- **REQUIREMENT**: Turn every row below into a numbered list, omitting blank lines and leaving out the pictures.

- **ITEMS**:

##########

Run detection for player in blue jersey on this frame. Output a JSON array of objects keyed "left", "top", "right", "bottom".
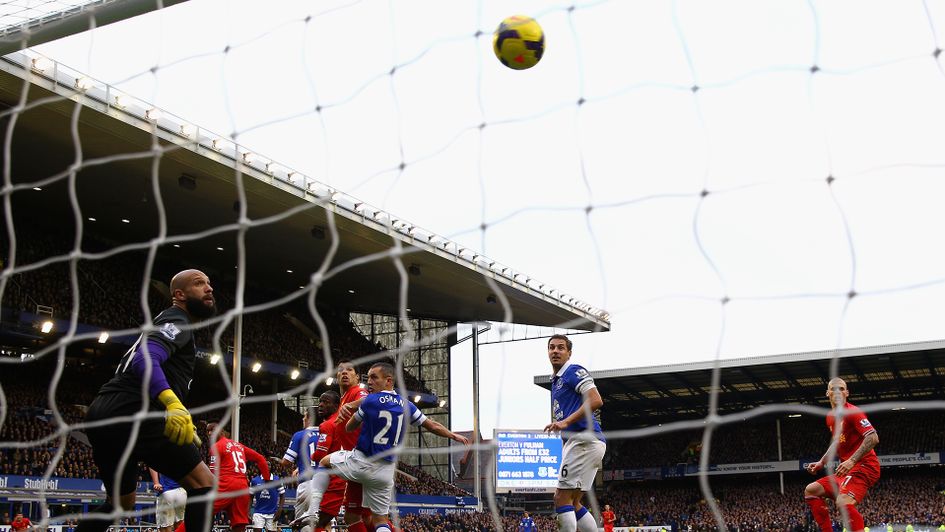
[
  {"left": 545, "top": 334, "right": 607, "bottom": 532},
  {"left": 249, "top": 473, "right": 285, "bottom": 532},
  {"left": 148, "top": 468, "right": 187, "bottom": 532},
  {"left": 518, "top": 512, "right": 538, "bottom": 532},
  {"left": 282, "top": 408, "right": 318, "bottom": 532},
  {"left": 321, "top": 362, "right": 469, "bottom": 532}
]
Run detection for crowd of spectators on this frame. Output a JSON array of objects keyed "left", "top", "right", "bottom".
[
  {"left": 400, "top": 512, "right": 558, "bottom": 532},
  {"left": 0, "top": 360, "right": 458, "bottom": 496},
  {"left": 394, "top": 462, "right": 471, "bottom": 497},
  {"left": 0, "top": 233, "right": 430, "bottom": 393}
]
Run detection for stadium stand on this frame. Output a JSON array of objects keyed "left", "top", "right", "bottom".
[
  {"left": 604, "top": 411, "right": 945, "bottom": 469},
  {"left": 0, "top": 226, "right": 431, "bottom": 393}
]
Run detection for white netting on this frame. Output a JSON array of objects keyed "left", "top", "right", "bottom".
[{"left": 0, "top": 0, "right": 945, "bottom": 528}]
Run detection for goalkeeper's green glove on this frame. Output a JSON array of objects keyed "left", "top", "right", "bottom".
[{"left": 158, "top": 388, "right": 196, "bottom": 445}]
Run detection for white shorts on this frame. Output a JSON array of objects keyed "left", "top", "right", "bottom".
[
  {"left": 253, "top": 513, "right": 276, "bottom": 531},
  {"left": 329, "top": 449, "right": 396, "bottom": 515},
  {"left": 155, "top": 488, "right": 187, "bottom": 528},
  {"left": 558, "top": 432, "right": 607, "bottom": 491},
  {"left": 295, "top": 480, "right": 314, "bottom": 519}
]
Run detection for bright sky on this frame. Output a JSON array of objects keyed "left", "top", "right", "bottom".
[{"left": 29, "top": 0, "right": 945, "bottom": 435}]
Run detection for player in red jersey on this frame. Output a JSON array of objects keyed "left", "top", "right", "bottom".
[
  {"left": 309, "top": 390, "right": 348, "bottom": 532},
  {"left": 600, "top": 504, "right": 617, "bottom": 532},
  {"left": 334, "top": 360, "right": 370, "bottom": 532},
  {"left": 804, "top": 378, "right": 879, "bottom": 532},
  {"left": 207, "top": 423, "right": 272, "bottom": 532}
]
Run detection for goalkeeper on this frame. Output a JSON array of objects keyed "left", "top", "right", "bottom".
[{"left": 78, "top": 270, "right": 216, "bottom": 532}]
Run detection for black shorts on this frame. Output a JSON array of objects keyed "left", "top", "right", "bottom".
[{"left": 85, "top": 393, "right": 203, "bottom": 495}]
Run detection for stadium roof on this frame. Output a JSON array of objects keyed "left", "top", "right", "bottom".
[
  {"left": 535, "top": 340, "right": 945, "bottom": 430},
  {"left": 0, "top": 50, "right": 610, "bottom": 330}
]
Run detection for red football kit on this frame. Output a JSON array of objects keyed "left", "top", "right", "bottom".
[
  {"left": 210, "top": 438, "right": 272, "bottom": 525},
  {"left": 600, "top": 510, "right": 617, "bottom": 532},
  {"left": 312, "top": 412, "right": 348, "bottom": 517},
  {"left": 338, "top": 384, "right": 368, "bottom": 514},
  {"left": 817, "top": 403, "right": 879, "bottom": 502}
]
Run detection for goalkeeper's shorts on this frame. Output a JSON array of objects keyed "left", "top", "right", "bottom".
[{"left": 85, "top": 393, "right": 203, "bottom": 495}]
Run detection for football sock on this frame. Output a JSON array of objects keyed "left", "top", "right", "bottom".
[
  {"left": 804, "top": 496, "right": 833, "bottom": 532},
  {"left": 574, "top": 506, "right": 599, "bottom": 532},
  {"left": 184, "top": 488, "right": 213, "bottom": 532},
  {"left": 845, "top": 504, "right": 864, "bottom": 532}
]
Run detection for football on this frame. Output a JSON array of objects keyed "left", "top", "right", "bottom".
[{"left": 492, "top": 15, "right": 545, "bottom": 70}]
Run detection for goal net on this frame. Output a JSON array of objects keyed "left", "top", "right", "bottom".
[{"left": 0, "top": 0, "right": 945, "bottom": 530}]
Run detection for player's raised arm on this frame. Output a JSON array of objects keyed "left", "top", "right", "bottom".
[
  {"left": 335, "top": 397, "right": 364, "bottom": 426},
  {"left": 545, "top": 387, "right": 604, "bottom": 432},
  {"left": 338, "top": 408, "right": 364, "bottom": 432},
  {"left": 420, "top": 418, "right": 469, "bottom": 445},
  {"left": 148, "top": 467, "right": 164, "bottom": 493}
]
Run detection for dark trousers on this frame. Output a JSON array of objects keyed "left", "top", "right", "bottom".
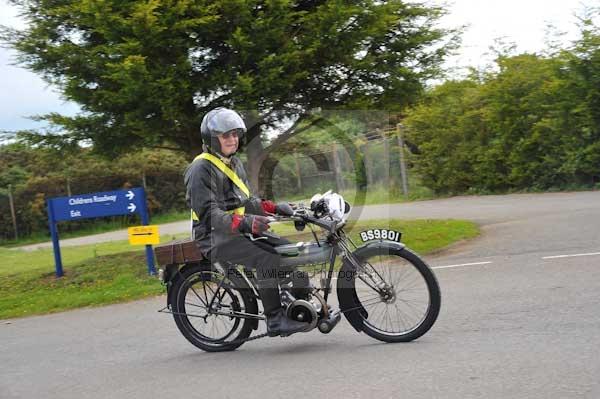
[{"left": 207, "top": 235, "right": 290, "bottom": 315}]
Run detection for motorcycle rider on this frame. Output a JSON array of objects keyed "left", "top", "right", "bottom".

##########

- **COMPLETED TASK**:
1. Run detection for player in blue jersey on this frame. Output a JSON array of objects keyed "left", "top", "right", "bottom".
2. [
3.   {"left": 545, "top": 334, "right": 607, "bottom": 532},
4.   {"left": 249, "top": 473, "right": 285, "bottom": 532},
5.   {"left": 148, "top": 468, "right": 187, "bottom": 532},
6.   {"left": 518, "top": 512, "right": 538, "bottom": 532},
7.   {"left": 282, "top": 408, "right": 318, "bottom": 532},
8.   {"left": 321, "top": 362, "right": 469, "bottom": 532}
9. ]
10. Run detection for crowd of spectators on this frame. Output a JSON array of objects keyed "left", "top", "right", "bottom".
11. [
12.   {"left": 400, "top": 512, "right": 558, "bottom": 532},
13.   {"left": 0, "top": 360, "right": 458, "bottom": 496},
14.   {"left": 394, "top": 462, "right": 471, "bottom": 497},
15.   {"left": 0, "top": 233, "right": 430, "bottom": 393}
16. ]
17. Run detection for stadium stand on this frame. Output a JSON array of objects keyed "left", "top", "right", "bottom".
18. [
19.   {"left": 604, "top": 411, "right": 945, "bottom": 469},
20.   {"left": 0, "top": 226, "right": 431, "bottom": 393}
21. ]
22. Run detection for white netting on this frame. Output a JSON array of objects keyed "left", "top", "right", "bottom".
23. [{"left": 0, "top": 0, "right": 945, "bottom": 528}]
24. Run detection for goalkeeper's green glove on this frame. Output a JSON array of objects keyed "left", "top", "right", "bottom".
25. [{"left": 158, "top": 388, "right": 196, "bottom": 445}]
26. Run detection for white shorts on this frame. Output a JSON array of objects keyed "left", "top", "right", "bottom".
27. [
28.   {"left": 253, "top": 513, "right": 276, "bottom": 531},
29.   {"left": 329, "top": 449, "right": 396, "bottom": 515},
30.   {"left": 155, "top": 488, "right": 187, "bottom": 528},
31.   {"left": 558, "top": 432, "right": 607, "bottom": 491},
32.   {"left": 295, "top": 480, "right": 314, "bottom": 519}
33. ]
34. Run detection for bright sky on this frame. Output a JSON array of objects keyed "left", "top", "right", "bottom".
35. [{"left": 29, "top": 0, "right": 945, "bottom": 435}]
36. Run detection for player in red jersey on this frame. Output a JSON array of objects keyed "left", "top", "right", "bottom".
37. [
38.   {"left": 309, "top": 390, "right": 348, "bottom": 532},
39.   {"left": 600, "top": 504, "right": 617, "bottom": 532},
40.   {"left": 334, "top": 360, "right": 370, "bottom": 532},
41.   {"left": 804, "top": 378, "right": 879, "bottom": 532},
42.   {"left": 207, "top": 423, "right": 272, "bottom": 532}
43. ]
44. Run detection for goalkeeper on this frame. Output a JSON array of objects keyed "left", "top", "right", "bottom".
45. [{"left": 78, "top": 270, "right": 216, "bottom": 532}]
46. Run detection for black shorts on this frame. Output a JSON array of objects keyed "left", "top", "right", "bottom".
47. [{"left": 85, "top": 393, "right": 203, "bottom": 495}]
48. Run detection for stadium roof on this frame. Output a JSON array of objects keyed "left", "top", "right", "bottom".
49. [
50.   {"left": 535, "top": 340, "right": 945, "bottom": 430},
51.   {"left": 0, "top": 50, "right": 610, "bottom": 330}
52. ]
53. Run detection for red football kit on this frame. Output a JSON array of objects keyed "left", "top", "right", "bottom".
54. [
55.   {"left": 210, "top": 438, "right": 272, "bottom": 525},
56.   {"left": 600, "top": 510, "right": 617, "bottom": 532},
57.   {"left": 312, "top": 412, "right": 348, "bottom": 517},
58.   {"left": 338, "top": 384, "right": 368, "bottom": 514},
59.   {"left": 817, "top": 403, "right": 879, "bottom": 502}
60. ]
61. Run detection for goalkeeper's shorts on this frame. Output a JSON array of objects keyed "left", "top", "right", "bottom".
62. [{"left": 85, "top": 393, "right": 203, "bottom": 495}]
63. Run detection for football sock on this frame. Output a JSON array of objects keyed "left", "top", "right", "bottom".
64. [
65.   {"left": 804, "top": 496, "right": 833, "bottom": 532},
66.   {"left": 574, "top": 506, "right": 599, "bottom": 532},
67.   {"left": 184, "top": 488, "right": 213, "bottom": 532},
68.   {"left": 845, "top": 504, "right": 864, "bottom": 532}
69. ]
70. Run detection for football on this frame. Output a JSON array of objects keyed "left", "top", "right", "bottom".
71. [{"left": 492, "top": 15, "right": 545, "bottom": 70}]
72. Run detection for goal net on this frame. Output a JSON array of objects keyed "left", "top", "right", "bottom".
73. [{"left": 0, "top": 0, "right": 945, "bottom": 530}]
74. Run detection for player's raised arm on this frame. Output a JSON array of objects keyed "left", "top", "right", "bottom".
75. [
76.   {"left": 335, "top": 397, "right": 364, "bottom": 426},
77.   {"left": 545, "top": 387, "right": 604, "bottom": 432},
78.   {"left": 338, "top": 408, "right": 364, "bottom": 432},
79.   {"left": 420, "top": 418, "right": 469, "bottom": 445},
80.   {"left": 148, "top": 467, "right": 164, "bottom": 493}
81. ]
82. Run detection for dark trousers on this frame. Output a JSON array of objects keyed "left", "top", "right", "bottom".
83. [{"left": 207, "top": 235, "right": 290, "bottom": 315}]
84. Run detection for motorcycle rider on this frame. Output a JSON array of objects keyed "left", "top", "right", "bottom".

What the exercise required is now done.